>> begin Page
## HR Synthetic Data Generator in Python

### This script creates synthetic HR data across 8 related tables

In [None]:
import pandas as pd
import numpy as np
import random
from datetime import datetime, timedelta
import os

In [None]:
# Set seed for reproducibility
np.random.seed(123)
random.seed(123)

# Helper functions

In [None]:
def random_date(start_date, end_date):
    """Generate a random date between start_date and end_date"""
    time_between_dates = end_date - start_date
    days_between_dates = time_between_dates.days
    random_number_of_days = random.randrange(days_between_dates)
    return start_date + timedelta(days=random_number_of_days)

In [None]:
def random_choice(options, size=1):
    """Choose random elements from options"""
    if size == 1:
        return random.choice(options)
    return [random.choice(options) for _ in range(size)]

In [None]:
# Generate age_group table
def generate_age_groups():
    """Generate age_group reference table"""
    return pd.DataFrame({
        'agegroupid': range(1, 6),
        'age_category': ['18-24', '25-34', '35-44', '45-54', '55+']
    })

In [None]:
# Generate BU (Business Unit) table
def generate_bus():
    """Generate Business Unit reference table"""
    regions = ["North America", "Europe", "Asia Pacific", "Latin America", "Middle East & Africa"]
    vps = ["John Smith", "Maria Rodriguez", "Aisha Patel", "Carlos Gomez", "Sarah Johnson",
           "Wei Chen", "David Kim", "Rachel Green", "Michael Scott", "Omar Hassan"]
    
    business_units = []
    region_seq = 1
    
    # Create main BUs
    main_bus = ["Sales", "Marketing", "Finance", "IT", "HR", "Operations", "R&D", "Customer Support"]
    
    for i, main_bu in enumerate(main_bus):
        num_regions = random.randint(1, 3)
        
        for j in range(num_regions):
            region = random_choice(regions)
>> end Page
>> begin Listed entries
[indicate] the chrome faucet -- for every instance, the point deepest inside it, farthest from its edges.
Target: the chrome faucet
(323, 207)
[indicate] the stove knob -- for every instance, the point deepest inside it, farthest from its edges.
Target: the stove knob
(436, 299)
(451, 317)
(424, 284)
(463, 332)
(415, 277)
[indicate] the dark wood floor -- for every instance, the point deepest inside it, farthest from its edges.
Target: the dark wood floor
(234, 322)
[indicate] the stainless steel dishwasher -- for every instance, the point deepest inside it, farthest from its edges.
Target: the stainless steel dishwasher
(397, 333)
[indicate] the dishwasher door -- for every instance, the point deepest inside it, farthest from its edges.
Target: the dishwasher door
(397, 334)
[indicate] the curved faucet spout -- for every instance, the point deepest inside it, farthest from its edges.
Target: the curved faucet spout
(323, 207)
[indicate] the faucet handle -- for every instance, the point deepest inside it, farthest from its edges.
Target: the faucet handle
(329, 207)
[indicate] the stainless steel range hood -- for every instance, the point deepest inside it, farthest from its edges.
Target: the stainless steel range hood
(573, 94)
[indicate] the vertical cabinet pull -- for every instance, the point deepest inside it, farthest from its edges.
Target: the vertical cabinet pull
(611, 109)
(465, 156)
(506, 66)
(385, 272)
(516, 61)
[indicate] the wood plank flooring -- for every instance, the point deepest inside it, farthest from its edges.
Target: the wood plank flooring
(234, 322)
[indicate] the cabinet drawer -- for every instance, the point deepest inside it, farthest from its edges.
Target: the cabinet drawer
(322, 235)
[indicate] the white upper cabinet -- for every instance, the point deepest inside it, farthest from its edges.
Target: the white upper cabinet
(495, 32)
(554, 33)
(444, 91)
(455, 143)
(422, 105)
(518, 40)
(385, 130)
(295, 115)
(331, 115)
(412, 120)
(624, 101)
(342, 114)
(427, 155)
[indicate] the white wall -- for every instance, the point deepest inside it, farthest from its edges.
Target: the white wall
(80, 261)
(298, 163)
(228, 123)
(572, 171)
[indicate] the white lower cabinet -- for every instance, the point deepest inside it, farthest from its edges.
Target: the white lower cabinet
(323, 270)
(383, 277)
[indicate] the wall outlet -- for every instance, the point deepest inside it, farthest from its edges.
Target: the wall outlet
>> end Listed entries
Required work:
A: Render the records as a Markdown table, from the line containing "[indicate] the wall" through the end of the records, inclusive. Use the columns Row and Line, and skip blank lines.
B: Continue the HR synthetic data generator script from the point where it stops.

Outputs for the tasks:
A:
| Row | Line |
|---|---|
| 1 | [indicate] the wall outlet -- for every instance, the point deepest inside it, farthest from its edges. |
| 2 | Target: the wall outlet |

B:
            bu_name = f"{main_bu} {j+1}" if j > 0 else main_bu
            
            business_units.append({
                'bu': bu_name,
                'regionseq': region_seq,
                'vp': random_choice(vps),
                'region': region
            })
            
            region_seq += 1
    
    return pd.DataFrame(business_units)

In [None]:
# Generate ethnicity table
def generate_ethnicity():
    """Generate ethnicity reference table"""
    return pd.DataFrame({
        'ethnicgroup': ['A', 'B', 'H', 'W', 'O', 'T', 'N'],
        'ethnicity': ['Asian', 'Black', 'Hispanic', 'White', 'Other', 'Two or More', 'Not Specified']
    })

In [None]:
# Generate fp (Full/Part Time) table
def generate_fp():
    """Generate full/part time reference table"""
    return pd.DataFrame({
        'fp': ['F', 'P', 'C', 'I'],
        'fpdescription': ['Full Time', 'Part Time', 'Contractor', 'Intern']
    })

In [None]:
def generate_gender():
    """Generate gender reference table"""
    return pd.DataFrame({
        'id': range(1, 5),
        'gender': ['Male', 'Female', 'Non-Binary', 'Not Specified'],
        'sort': range(1, 5)
    })

In [None]:
# Generate paytype table
def generate_paytype():
    """Generate pay type reference table"""
    return pd.DataFrame({
        'paytypeid': range(1, 5),
        'paytype': ['Hourly', 'Salary', 'Commission', 'Piece Rate']
    })

In [None]:
# Generate separation reason table
def generate_separation_reason():
    """Generate separation reason reference table"""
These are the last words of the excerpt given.